*What you need to do:* Copy every record below exactly as written, but leave out the pictures.

□ □ □

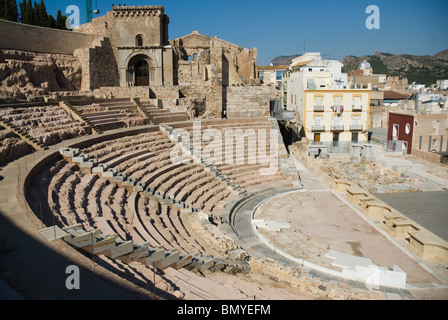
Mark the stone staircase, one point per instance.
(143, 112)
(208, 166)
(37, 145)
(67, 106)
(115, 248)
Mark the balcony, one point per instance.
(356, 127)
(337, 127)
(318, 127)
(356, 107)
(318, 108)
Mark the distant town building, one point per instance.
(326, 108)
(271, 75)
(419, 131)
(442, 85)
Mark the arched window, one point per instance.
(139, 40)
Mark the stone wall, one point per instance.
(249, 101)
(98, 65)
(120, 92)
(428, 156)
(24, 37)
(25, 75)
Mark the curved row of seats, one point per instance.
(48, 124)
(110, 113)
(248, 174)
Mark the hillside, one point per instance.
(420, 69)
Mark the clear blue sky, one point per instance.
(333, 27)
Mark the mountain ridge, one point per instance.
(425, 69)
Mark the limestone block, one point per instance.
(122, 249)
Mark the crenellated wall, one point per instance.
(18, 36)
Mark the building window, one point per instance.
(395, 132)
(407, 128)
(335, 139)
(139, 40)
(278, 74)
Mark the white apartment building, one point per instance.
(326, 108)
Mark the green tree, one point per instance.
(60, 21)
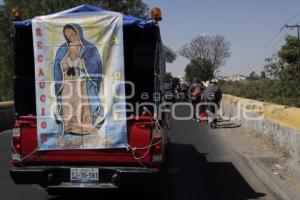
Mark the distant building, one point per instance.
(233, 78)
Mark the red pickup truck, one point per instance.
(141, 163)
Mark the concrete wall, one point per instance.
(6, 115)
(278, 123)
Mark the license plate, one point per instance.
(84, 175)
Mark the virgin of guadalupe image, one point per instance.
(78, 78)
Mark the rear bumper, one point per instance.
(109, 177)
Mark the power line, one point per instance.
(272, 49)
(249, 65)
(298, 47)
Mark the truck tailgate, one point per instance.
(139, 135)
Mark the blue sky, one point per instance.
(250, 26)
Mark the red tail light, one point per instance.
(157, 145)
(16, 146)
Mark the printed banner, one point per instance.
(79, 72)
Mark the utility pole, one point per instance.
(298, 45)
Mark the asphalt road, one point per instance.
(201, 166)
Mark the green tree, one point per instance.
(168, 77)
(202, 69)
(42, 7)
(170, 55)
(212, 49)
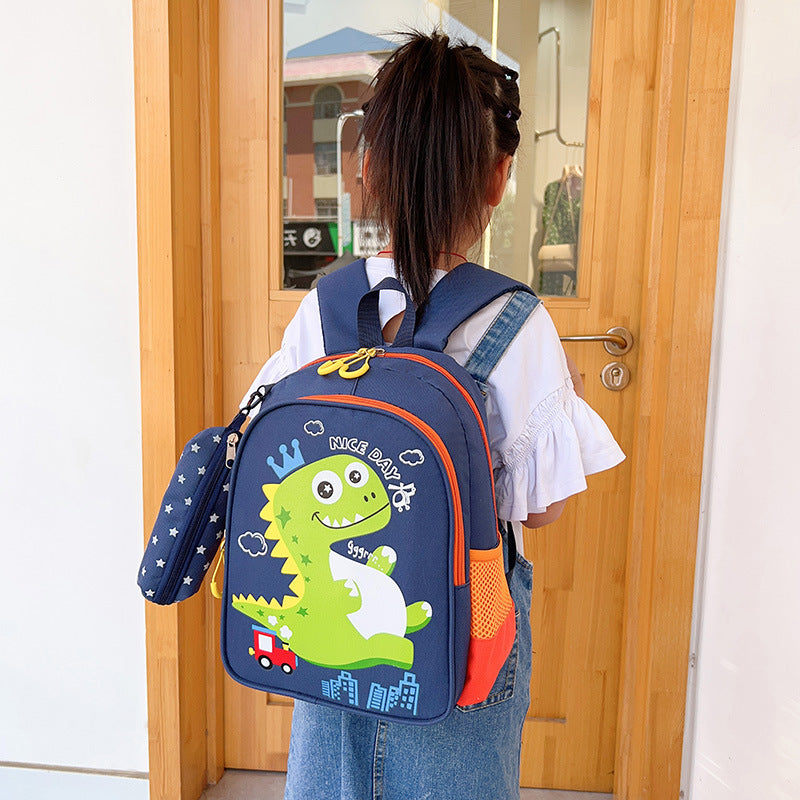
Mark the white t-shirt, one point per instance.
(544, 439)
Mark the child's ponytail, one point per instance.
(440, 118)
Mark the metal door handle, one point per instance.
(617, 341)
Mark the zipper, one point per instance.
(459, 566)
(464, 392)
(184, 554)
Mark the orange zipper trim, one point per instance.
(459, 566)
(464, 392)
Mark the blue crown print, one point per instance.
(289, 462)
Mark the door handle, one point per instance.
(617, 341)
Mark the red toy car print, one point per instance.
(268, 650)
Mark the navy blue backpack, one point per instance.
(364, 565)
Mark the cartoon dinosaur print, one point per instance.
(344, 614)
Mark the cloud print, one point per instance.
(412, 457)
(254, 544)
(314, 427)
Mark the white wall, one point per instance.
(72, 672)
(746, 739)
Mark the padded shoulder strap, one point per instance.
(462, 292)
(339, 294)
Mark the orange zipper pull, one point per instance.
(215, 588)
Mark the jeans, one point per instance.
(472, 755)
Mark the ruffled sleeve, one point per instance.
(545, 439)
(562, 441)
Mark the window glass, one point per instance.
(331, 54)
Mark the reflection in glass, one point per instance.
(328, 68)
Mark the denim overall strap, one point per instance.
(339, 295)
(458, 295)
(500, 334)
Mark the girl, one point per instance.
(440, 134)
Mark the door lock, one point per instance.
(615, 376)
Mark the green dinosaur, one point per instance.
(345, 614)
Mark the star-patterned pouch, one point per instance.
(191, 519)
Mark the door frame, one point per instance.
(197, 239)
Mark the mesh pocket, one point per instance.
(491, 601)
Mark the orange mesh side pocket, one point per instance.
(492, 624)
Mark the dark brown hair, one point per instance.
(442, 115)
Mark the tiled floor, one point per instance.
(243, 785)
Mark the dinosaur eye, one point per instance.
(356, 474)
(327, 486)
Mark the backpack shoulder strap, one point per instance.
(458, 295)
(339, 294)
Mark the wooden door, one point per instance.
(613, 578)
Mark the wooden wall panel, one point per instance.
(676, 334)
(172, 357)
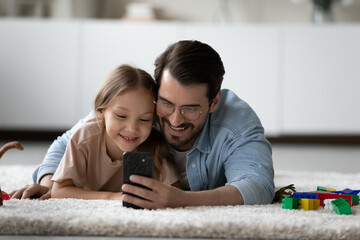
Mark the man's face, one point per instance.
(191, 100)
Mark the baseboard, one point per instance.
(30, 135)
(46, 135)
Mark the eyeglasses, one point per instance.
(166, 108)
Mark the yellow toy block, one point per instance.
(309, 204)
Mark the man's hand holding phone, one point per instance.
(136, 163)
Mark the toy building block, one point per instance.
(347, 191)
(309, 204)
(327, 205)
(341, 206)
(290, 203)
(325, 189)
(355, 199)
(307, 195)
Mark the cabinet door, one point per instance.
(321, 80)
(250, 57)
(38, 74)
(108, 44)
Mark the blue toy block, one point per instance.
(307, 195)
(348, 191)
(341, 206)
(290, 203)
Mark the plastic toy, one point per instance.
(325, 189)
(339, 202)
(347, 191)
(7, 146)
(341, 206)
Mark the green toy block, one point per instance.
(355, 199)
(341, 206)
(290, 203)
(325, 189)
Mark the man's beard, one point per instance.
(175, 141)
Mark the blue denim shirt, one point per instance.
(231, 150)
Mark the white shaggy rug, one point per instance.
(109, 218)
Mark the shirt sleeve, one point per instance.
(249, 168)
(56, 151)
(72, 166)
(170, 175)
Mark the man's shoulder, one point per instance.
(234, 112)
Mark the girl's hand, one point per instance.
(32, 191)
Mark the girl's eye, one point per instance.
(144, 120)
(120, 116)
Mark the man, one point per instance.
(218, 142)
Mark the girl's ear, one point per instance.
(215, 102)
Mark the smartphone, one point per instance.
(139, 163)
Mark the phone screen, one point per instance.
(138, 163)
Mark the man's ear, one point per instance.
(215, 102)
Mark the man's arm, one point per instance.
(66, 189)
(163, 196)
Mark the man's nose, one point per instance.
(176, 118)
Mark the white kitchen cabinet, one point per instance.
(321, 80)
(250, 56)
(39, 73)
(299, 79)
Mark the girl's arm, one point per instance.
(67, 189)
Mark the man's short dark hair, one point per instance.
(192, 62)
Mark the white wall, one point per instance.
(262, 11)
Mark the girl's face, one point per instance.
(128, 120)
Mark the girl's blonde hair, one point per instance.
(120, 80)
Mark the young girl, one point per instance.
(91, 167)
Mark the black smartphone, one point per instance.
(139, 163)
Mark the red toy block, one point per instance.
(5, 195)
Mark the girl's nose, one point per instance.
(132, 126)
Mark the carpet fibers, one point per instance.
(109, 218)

□ □ □

*Result for this exercise:*
Mark the stone staircase, one point per instance.
(143, 112)
(208, 166)
(37, 145)
(67, 106)
(115, 248)
Mark the balcony, one point per instance.
(356, 127)
(337, 127)
(318, 127)
(356, 107)
(318, 108)
Mark the distant town building, one point per instance.
(326, 108)
(271, 75)
(419, 131)
(442, 85)
Mark the arched window, one point per instance.
(139, 40)
Mark the stone wall, one point per instance.
(249, 101)
(98, 65)
(120, 92)
(428, 156)
(24, 37)
(25, 75)
Mark the curved row of seats, one point per instance.
(48, 124)
(110, 113)
(248, 174)
Mark the hillside, one point per instance.
(420, 69)
Mark the clear blue sky, one point per instance.
(333, 27)
Mark the mountain ridge, one point per instance.
(425, 69)
Mark the limestone block, one point per instance.
(122, 249)
Mark the crenellated wall, one point per instance.
(18, 36)
Mark the building window, one point per instance.
(395, 132)
(407, 128)
(335, 139)
(139, 40)
(278, 74)
Mark the white apartment building, one point per instance.
(326, 108)
Mark the green tree, one point per instance.
(60, 21)
Mark the distant building, one point per instance.
(233, 78)
Mark the red pickup truck, one point per instance.
(141, 163)
Mark the concrete wall, one point per instance.
(6, 115)
(278, 123)
Mark the license plate, one point per instance.
(84, 175)
Mark the virgin of guadalupe image, one point per instance.
(78, 78)
Mark the rear bumper, one point per instance.
(109, 177)
Mark the power line, one point per instance.
(272, 49)
(249, 65)
(298, 47)
Mark the truck tailgate, one point per instance.
(139, 135)
Mark the blue sky, one point per instance.
(250, 26)
Mark the red tail light, one point per instance.
(157, 145)
(16, 146)
Mark the printed banner, one point per instance.
(79, 72)
Mark the utility pole, one point per instance.
(298, 45)
Mark the asphalt road, one point per instance.
(201, 166)
Mark the green tree, one point per instance.
(168, 77)
(202, 69)
(42, 7)
(170, 55)
(212, 49)
Mark the white t-shirt, one point per instance.
(544, 439)
Mark the child's ponytail, one point per instance.
(440, 118)
Mark the metal door handle, one point per instance.
(617, 341)
Mark the zipper, one point per instance.
(459, 566)
(464, 392)
(184, 554)
Mark the orange zipper trim, one point per instance.
(459, 566)
(464, 392)
Mark the blue crown print, one point per instance.
(289, 462)
Mark the door handle, one point per instance.
(617, 341)
Mark the red toy car print, one point per instance.
(268, 650)
Mark the navy blue backpack, one point per instance.
(364, 565)
Mark the cartoon dinosaur print, one point per instance.
(344, 614)
Mark the cloud print, one point per instance.
(412, 457)
(254, 544)
(314, 427)
Mark the white wall, one point per instance.
(72, 672)
(746, 739)
Mark the padded shoulder strap, one point per instance.
(462, 292)
(339, 294)
Mark the orange zipper pull, one point per instance.
(215, 588)
Mark the jeans, one point per instance.
(472, 755)
Mark the ruffled sleeve, one point per instance.
(545, 439)
(562, 441)
Mark the window glass, one point per instance.
(331, 54)
Mark the reflection in glass, one point per instance.
(328, 68)
Mark the denim overall strap, one point per instance.
(339, 295)
(458, 295)
(500, 334)
Mark the girl, one point per instance.
(440, 134)
Mark the door lock, one point per instance.
(615, 376)
Mark the green dinosaur, one point per instance.
(345, 614)
Mark the star-patterned pouch, one point per instance.
(191, 519)
Mark the door frame, one point per instance.
(197, 239)
Mark the mesh pocket, one point per instance.
(491, 601)
Mark the orange mesh side pocket, one point per instance.
(492, 624)
Mark the dark brown hair, one point per instance.
(442, 115)
Mark the tiled floor, one point per instance.
(243, 785)
Mark the dinosaur eye, one point per instance.
(356, 474)
(327, 486)
Mark the backpack shoulder strap, one point per instance.
(458, 295)
(339, 294)
Mark the wooden door, one point per instance.
(613, 578)
Mark the wooden wall panel, one point per instance.
(676, 334)
(172, 357)
Mark the man's face, one point per instance.
(191, 100)
Mark the baseboard, one point per instance.
(30, 135)
(46, 135)
Mark the eyeglasses, one point per instance.
(166, 108)
Mark the yellow toy block, one point per instance.
(309, 204)
Mark the man's hand holding phone, one point per instance.
(136, 163)
Mark the toy building block, one point per instance.
(347, 191)
(309, 204)
(327, 205)
(341, 206)
(290, 203)
(325, 189)
(355, 199)
(307, 195)
Mark the cabinet door, one point per instance.
(321, 80)
(250, 57)
(38, 74)
(108, 44)
Mark the blue toy block, one point per instance.
(307, 195)
(348, 191)
(341, 206)
(290, 203)
Mark the plastic toy, one point per instance.
(325, 189)
(339, 202)
(347, 191)
(7, 146)
(341, 206)
Mark the green toy block, one point per instance.
(355, 199)
(341, 206)
(290, 203)
(325, 189)
Mark the man's beard, one point per instance.
(175, 141)
Mark the blue denim shirt, one point per instance.
(231, 150)
Mark the white shaggy rug, one point per instance.
(109, 218)
Mark the shirt sleeve, one point per instance.
(249, 168)
(56, 151)
(72, 166)
(170, 175)
Mark the man's shoulder, one point per instance.
(234, 112)
Mark the girl's hand, one point per instance.
(32, 191)
Mark the girl's eye, one point per instance.
(144, 120)
(120, 116)
Mark the man, one point per instance.
(218, 142)
Mark the girl's ear, one point per instance.
(215, 102)
Mark the smartphone, one point per instance.
(139, 163)
Mark the phone screen, one point per instance.
(138, 163)
Mark the man's ear, one point per instance.
(215, 102)
Mark the man's arm, one point per instance.
(66, 189)
(163, 196)
Mark the man's nose, one point per instance.
(176, 118)
Mark the white kitchen cabinet, one point per instance.
(321, 80)
(250, 56)
(39, 73)
(299, 79)
Mark the girl's arm, one point per instance.
(67, 189)
Mark the man's short dark hair, one point per instance.
(192, 62)
Mark the white wall, one point per instance.
(262, 11)
Mark the girl's face, one point per instance.
(128, 120)
Mark the girl's blonde hair, one point per instance.
(120, 80)
Mark the young girl, one point per instance.
(91, 167)
Mark the black smartphone, one point per instance.
(139, 163)
Mark the red toy block, one point per instance.
(5, 195)
Mark the girl's nose, one point per instance.
(132, 126)
Mark the carpet fibers, one point per instance.
(109, 218)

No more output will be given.